- **Direction**
Can you set out every line of the records below as a Markdown table, with the row number under "Row" and the line itself under "Text", leaving out any blank lines?

__________________________________________________

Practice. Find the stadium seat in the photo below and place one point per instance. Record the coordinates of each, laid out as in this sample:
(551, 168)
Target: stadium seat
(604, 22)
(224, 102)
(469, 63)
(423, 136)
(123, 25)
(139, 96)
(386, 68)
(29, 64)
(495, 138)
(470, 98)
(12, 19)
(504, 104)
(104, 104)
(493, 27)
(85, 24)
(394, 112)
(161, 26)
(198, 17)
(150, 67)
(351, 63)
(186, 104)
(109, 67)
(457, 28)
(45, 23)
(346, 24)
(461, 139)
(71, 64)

__________________________________________________

- **Task answer**
| Row | Text |
|---|---|
| 1 | Practice. Find the stadium seat in the photo below and place one point per instance. Record the coordinates of each, laid out as in this sample: |
| 2 | (551, 168) |
| 3 | Target: stadium seat |
| 4 | (604, 22) |
| 5 | (224, 102) |
| 6 | (469, 63) |
| 7 | (423, 136) |
| 8 | (123, 25) |
| 9 | (139, 96) |
| 10 | (386, 68) |
| 11 | (29, 64) |
| 12 | (495, 138) |
| 13 | (470, 98) |
| 14 | (12, 19) |
| 15 | (504, 104) |
| 16 | (104, 104) |
| 17 | (493, 27) |
| 18 | (85, 24) |
| 19 | (394, 112) |
| 20 | (161, 26) |
| 21 | (198, 17) |
| 22 | (150, 67) |
| 23 | (351, 63) |
| 24 | (186, 104) |
| 25 | (109, 67) |
| 26 | (457, 28) |
| 27 | (45, 23) |
| 28 | (346, 24) |
| 29 | (461, 139) |
| 30 | (71, 64) |